| Work to complete |
Reproduce the data that follows character for character, but omit its pictures.

(Source data)
▶
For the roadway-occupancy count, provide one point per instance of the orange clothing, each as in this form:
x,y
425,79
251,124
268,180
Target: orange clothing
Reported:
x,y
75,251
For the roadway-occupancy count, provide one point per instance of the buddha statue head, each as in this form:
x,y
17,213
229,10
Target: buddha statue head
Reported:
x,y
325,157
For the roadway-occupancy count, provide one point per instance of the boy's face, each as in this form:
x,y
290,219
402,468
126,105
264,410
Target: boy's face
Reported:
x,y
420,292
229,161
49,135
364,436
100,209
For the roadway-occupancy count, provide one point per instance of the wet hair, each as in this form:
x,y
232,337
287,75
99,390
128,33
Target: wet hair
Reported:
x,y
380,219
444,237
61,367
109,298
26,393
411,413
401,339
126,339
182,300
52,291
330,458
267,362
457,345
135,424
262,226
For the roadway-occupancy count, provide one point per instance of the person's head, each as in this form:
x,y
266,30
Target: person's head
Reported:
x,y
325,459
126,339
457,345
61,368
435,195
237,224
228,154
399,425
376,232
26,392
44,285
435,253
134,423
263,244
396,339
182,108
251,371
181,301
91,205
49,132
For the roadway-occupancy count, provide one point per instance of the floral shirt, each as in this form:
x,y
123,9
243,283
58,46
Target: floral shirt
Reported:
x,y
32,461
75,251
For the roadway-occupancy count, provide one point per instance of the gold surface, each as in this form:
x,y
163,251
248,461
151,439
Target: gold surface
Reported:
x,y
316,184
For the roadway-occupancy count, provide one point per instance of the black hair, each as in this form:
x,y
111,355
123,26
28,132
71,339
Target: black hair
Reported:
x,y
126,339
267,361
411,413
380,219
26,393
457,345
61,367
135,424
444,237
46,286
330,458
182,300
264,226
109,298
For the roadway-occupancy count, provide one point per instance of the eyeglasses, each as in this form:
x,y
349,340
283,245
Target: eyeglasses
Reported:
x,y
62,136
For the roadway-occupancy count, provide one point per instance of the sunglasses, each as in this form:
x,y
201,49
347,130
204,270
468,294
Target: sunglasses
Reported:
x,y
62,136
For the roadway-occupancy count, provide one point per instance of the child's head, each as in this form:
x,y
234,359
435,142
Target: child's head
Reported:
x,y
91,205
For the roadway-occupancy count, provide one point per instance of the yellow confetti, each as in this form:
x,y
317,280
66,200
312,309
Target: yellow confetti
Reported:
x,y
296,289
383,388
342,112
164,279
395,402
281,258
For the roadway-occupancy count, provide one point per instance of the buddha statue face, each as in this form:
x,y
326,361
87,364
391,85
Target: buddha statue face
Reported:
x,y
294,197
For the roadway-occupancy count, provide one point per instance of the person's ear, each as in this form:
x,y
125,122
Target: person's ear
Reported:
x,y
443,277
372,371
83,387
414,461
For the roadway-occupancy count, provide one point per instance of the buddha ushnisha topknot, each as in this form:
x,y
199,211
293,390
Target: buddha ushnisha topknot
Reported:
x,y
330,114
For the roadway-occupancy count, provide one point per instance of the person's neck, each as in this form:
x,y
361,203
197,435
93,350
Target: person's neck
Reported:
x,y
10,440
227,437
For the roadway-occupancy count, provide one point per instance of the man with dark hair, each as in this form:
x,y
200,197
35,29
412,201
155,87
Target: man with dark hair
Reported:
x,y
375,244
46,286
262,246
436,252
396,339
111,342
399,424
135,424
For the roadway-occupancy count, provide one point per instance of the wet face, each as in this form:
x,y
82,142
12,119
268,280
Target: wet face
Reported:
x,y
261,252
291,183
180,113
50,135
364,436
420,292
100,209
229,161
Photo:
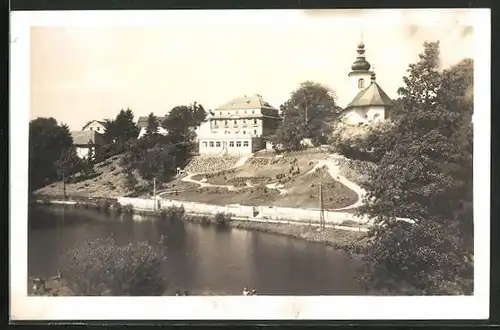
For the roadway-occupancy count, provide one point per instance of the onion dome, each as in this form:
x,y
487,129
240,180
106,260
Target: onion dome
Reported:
x,y
361,64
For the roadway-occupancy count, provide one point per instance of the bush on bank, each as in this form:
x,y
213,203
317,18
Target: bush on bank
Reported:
x,y
101,267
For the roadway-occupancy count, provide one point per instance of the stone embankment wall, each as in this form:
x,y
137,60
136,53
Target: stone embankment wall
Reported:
x,y
243,211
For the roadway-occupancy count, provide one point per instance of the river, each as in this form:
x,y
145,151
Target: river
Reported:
x,y
200,259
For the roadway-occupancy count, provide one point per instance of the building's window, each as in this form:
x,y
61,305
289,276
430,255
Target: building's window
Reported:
x,y
361,83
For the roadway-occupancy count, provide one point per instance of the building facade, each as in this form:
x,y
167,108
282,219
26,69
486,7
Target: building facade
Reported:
x,y
238,127
87,142
370,103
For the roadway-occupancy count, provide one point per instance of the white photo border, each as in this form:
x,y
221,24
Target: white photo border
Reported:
x,y
256,307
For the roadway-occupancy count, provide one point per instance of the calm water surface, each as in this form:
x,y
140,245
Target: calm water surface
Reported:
x,y
201,259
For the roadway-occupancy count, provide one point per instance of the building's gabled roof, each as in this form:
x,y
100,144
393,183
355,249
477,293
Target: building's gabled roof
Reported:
x,y
142,122
102,122
81,138
372,95
246,102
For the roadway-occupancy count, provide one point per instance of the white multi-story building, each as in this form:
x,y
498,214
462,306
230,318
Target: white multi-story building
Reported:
x,y
238,127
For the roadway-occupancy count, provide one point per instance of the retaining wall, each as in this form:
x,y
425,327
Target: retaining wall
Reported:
x,y
264,212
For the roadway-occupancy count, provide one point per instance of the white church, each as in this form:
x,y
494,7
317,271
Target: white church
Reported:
x,y
369,101
245,124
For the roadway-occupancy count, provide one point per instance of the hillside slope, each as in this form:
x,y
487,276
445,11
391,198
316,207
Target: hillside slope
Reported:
x,y
110,181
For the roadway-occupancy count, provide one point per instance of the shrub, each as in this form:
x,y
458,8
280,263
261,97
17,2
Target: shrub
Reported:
x,y
128,209
100,267
104,205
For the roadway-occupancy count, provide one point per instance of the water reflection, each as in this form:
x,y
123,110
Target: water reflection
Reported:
x,y
201,259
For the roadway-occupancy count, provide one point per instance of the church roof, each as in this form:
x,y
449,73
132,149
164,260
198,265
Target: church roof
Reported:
x,y
372,95
246,102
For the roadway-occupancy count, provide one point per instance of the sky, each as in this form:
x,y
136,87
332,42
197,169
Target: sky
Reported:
x,y
85,72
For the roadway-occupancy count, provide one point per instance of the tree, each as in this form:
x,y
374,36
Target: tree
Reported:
x,y
110,132
181,122
426,177
291,131
101,267
314,104
68,164
152,128
47,142
126,129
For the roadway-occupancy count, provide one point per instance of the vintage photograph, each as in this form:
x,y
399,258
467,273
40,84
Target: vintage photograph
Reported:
x,y
328,155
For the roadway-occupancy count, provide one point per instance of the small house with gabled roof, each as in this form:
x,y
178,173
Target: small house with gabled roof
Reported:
x,y
98,126
84,141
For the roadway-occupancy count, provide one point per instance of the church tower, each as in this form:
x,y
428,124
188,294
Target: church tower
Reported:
x,y
360,75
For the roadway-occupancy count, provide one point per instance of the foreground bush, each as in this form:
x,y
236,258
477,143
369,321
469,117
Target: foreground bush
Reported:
x,y
100,267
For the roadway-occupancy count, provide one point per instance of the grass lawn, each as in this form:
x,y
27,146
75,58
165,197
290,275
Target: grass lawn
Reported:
x,y
260,170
◀
| Completed task |
For the roadway-occupancy count, provide one point per instance of the orange clothing, each as in this form:
x,y
425,79
251,124
268,180
Target: orange clothing
Reported:
x,y
75,251
For the roadway-occupancy count, provide one point per instance of the buddha statue head, each as in this form:
x,y
17,213
229,10
Target: buddha statue head
Reported:
x,y
325,157
For the roadway-occupancy count, provide one point per instance of the boy's face, each as in this form:
x,y
290,219
402,468
126,105
264,410
Target: boy's face
Reported:
x,y
420,292
229,161
49,135
364,436
100,209
For the roadway-occupancy count, provide one point per instance of the wet hair, each as in this form:
x,y
232,337
287,75
99,390
128,33
Target: wet hair
Reported:
x,y
380,219
444,237
61,367
109,298
26,393
411,413
401,339
126,339
182,300
52,291
330,458
267,362
457,345
135,424
262,226
For the roadway-occupancy count, provide one point per instance of the person's head, each as in this form:
x,y
266,30
Target: person's head
Reported:
x,y
325,459
126,339
457,345
61,368
435,195
237,224
228,154
399,425
376,232
26,392
44,285
435,253
134,423
263,244
396,339
182,108
251,371
181,301
91,205
49,132
For the roadway-occupancy count, provide one point per instance of the floral shirt, each as in this form:
x,y
123,9
243,283
58,46
Target: floral shirt
Reported:
x,y
32,461
75,251
For the roadway-occupancy count, provide one point per instance of the gold surface, each as in this form:
x,y
163,251
248,461
151,439
Target: gold surface
Reported:
x,y
316,184
For the roadway-occupancy count, provide one point per instance of the black hair, each as in this form:
x,y
111,355
123,26
28,132
71,339
Target: black hair
Reported:
x,y
126,339
267,361
411,413
380,219
26,393
457,345
61,367
135,424
444,237
46,286
330,458
182,300
264,226
109,298
For the roadway-occupancy count, provide one point per instance of the eyeglasses, each as in this form:
x,y
349,340
283,245
Target: eyeglasses
Reported:
x,y
62,136
For the roadway-occupancy count, provide one point per instance of the sunglasses, each as in this form:
x,y
201,49
347,130
204,270
468,294
Target: sunglasses
Reported:
x,y
62,136
For the roadway-occupancy count, provide one point per instance of the child's head, each as in this form:
x,y
234,359
435,142
Target: child's head
Reported:
x,y
91,205
For the roadway-occupancy count, provide one point per instance of the yellow confetti, each as in this form:
x,y
317,280
66,200
312,309
Target: yellow confetti
Reported:
x,y
296,289
383,388
342,112
164,279
395,402
281,258
For the roadway-occupancy count, provide one point per instance of the buddha statue face, each as in this form:
x,y
326,361
87,364
391,85
Target: buddha statue face
Reported:
x,y
294,197
For the roadway-occupancy count, provide one point per instance of the person's ear, each as in this form:
x,y
125,122
Target: person's ear
Reported:
x,y
443,277
372,371
83,387
414,461
For the roadway-occupancy count, provide one point per instance of the buddha ushnisha topknot, each as in this form:
x,y
199,211
293,390
Target: buddha ushnisha topknot
Reported:
x,y
330,114
For the roadway-occupancy count, provide one point per instance of the person's neck, each as in this form:
x,y
361,203
197,435
93,350
Target: person's neck
Reported:
x,y
10,440
227,437
For the roadway-occupancy count, provide one point per instance of the man with dark hair, each as in this form:
x,y
200,197
35,29
412,201
155,87
Target: man with dark hair
Reported:
x,y
375,244
46,286
262,246
436,252
396,339
111,342
399,424
135,424
For the roadway-occupancy count, provide one point per instance of the wet face, each as in this form:
x,y
82,142
12,119
268,280
Target: wet face
Reported:
x,y
261,252
291,183
180,113
50,135
364,436
420,292
100,209
229,161
Photo:
For the roadway-occupancy count, provide one point per instance of the onion dome, each as in this form:
x,y
487,129
240,180
106,260
Target: onion dome
Reported:
x,y
361,64
For the roadway-occupancy count, provide one point per instance of the bush on bank, each as in this form:
x,y
213,203
317,18
Target: bush on bank
Reported:
x,y
101,267
For the roadway-occupancy count, provide one point per instance of the stone embankment wall, each as in this form:
x,y
137,60
136,53
Target: stone embankment wall
Reported:
x,y
243,211
For the roadway-occupancy count, provide one point per instance of the river, each as in this form:
x,y
145,151
Target: river
Reported:
x,y
200,259
For the roadway-occupancy count, provide one point per instance of the building's window, each as in this form:
x,y
61,305
289,276
430,255
Target: building's window
Reported:
x,y
361,83
For the roadway-occupancy count, provide one point per instance of the building facade, each as in this form:
x,y
167,108
282,219
26,69
486,7
Target: building facade
Reported:
x,y
238,127
87,142
370,103
For the roadway-occupancy count, provide one point per instance of the white photo border, each as in this form:
x,y
221,24
Target: white photo border
Reported:
x,y
256,307
For the roadway-occupancy count, provide one point per instance of the calm water surface, each as in this form:
x,y
140,245
Target: calm water surface
Reported:
x,y
201,259
For the roadway-occupancy count, provide one point per instance of the building's gabled roof, each as in this form:
x,y
100,144
393,183
355,249
477,293
Target: building's gabled roof
Reported:
x,y
142,122
102,122
81,138
372,95
246,102
For the roadway-occupancy count, provide one point per instance of the white multi-story building, each as in this form:
x,y
498,214
462,306
230,318
Target: white multi-story building
Reported:
x,y
238,127
For the roadway-occupancy count, provide one point per instance of the retaining wall, each as in this form:
x,y
425,327
Target: retaining wall
Reported:
x,y
264,212
For the roadway-occupancy count, provide one point per instance of the white church, each as in this form:
x,y
494,7
317,271
Target: white church
Reported:
x,y
369,101
245,124
For the roadway-occupancy count, provide one point per instance of the hillside slope, each as in this form:
x,y
487,276
445,11
391,198
316,207
Target: hillside slope
Reported:
x,y
110,181
For the roadway-occupancy count, provide one point per instance of the shrub, each as in this form:
x,y
458,8
280,263
261,97
17,2
Target: shrub
Reported:
x,y
128,209
100,267
104,205
For the roadway-occupancy count, provide one point per instance of the water reflection, each as in this form:
x,y
123,110
Target: water reflection
Reported:
x,y
201,259
For the roadway-occupancy count, provide one point per instance of the church roof, each as in this form:
x,y
449,73
132,149
164,260
198,265
Target: church roof
Reported:
x,y
372,95
246,102
For the roadway-occupancy count, provide one point per instance of the sky, each as in this form:
x,y
136,87
332,42
197,169
Target: sky
Reported:
x,y
85,72
For the roadway-occupancy count, provide one point per instance of the tree, each as in this form:
x,y
374,36
Target: tree
Reported:
x,y
110,132
181,122
426,177
291,131
101,267
314,104
68,164
152,128
47,142
126,129
For the roadway-occupancy count, provide one point per instance of the vintage photograph, each as in this form:
x,y
399,258
467,273
40,84
Target: vintage photograph
Reported:
x,y
328,155
For the roadway-occupancy count, provide one point per instance of the small house with gabled roof, each as in this form:
x,y
178,173
Target: small house with gabled roof
Reported:
x,y
98,126
84,141
For the roadway-occupancy count, provide one point per instance of the church tower, each as in this form:
x,y
428,124
188,294
Target: church tower
Reported:
x,y
360,75
For the roadway-occupancy count, provide one point per instance of the foreground bush, each as in this form:
x,y
236,258
477,143
369,321
469,117
Target: foreground bush
Reported:
x,y
100,267
For the roadway-occupancy count, provide one point per instance of the grass lawn, each as in this form:
x,y
27,146
75,58
165,197
290,275
Target: grass lawn
Reported:
x,y
260,170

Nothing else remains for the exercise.